═══ Excerpted passage

On Mon, May 21, 2012 at 10:55 AM, Jan Beulich <JBeulich@suse.com> wrote:
>>>> On 17.05.12 at 23:20, Ben Guthro <ben@guthro.net> wrote:
>> I'm attempting to update the Xen I'm using, and am having an issue with S3.
>> Konrad - I know you've been down this path before - so I'm hoping you
>> might have some insight, given the stack below
>>
>> The linux tree also has an older version of Konrad's acpi-s3
>> development branches (it was v7)
>>
>> Upon resuming from S3 - Xen panics with the following stack. I'm
>> guessing it has something to do with some of the pcpu work going on
>> recently - but haven't been tracking this too closely, so am not sure.
>
> I don't think that's related, the more that if anything that work
> was on the Dom0 kernel side, not the hypervisor (or not
> recently).

OK

>
>> The same kernel with Xen 4.0.x works OK.
>
> Anything known regarding 4.1.x?
>

Not at this time.

I'm attempting to update the hypervisor (and patches) used in
XenClient Enterprise (was NxTop)

Since we have a stack of patches that are not necessarily appropriate
for upstream (and some that just haven't been submitted yet) - there
is some porting involved in getting things running to the point that I
can test it.

══════

■ Set exercise a:
Find every line in the records that contains the string "self", and copy each of those lines.

═══ Record set

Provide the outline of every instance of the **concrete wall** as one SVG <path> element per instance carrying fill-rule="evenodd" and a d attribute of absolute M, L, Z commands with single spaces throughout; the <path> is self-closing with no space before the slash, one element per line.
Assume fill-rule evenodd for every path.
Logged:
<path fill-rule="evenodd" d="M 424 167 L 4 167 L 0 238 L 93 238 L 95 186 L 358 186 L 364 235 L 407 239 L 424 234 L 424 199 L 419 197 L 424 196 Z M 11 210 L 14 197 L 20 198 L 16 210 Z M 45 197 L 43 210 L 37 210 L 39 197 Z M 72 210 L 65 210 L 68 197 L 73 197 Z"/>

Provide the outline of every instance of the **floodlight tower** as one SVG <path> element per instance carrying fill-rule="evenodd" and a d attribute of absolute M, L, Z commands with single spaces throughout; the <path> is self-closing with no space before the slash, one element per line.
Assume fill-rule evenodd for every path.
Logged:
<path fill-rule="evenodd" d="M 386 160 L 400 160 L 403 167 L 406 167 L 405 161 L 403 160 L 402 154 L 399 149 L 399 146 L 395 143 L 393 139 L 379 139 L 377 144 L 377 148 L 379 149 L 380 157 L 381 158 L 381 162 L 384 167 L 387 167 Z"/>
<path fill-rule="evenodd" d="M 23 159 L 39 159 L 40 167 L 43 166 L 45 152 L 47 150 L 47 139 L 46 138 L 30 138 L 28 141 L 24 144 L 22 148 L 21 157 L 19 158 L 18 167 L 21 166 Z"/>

══════

■ Set exercise b:
According to the Xen thread, which version of Xen works OK with the same kernel?

■ Full output a:
Provide the outline of every instance of the **concrete wall** as one SVG <path> element per instance carrying fill-rule="evenodd" and a d attribute of absolute M, L, Z commands with single spaces throughout; the <path> is self-closing with no space before the slash, one element per line.
Provide the outline of every instance of the **floodlight tower** as one SVG <path> element per instance carrying fill-rule="evenodd" and a d attribute of absolute M, L, Z commands with single spaces throughout; the <path> is self-closing with no space before the slash, one element per line.

■ Full output b:
Xen 4.0.x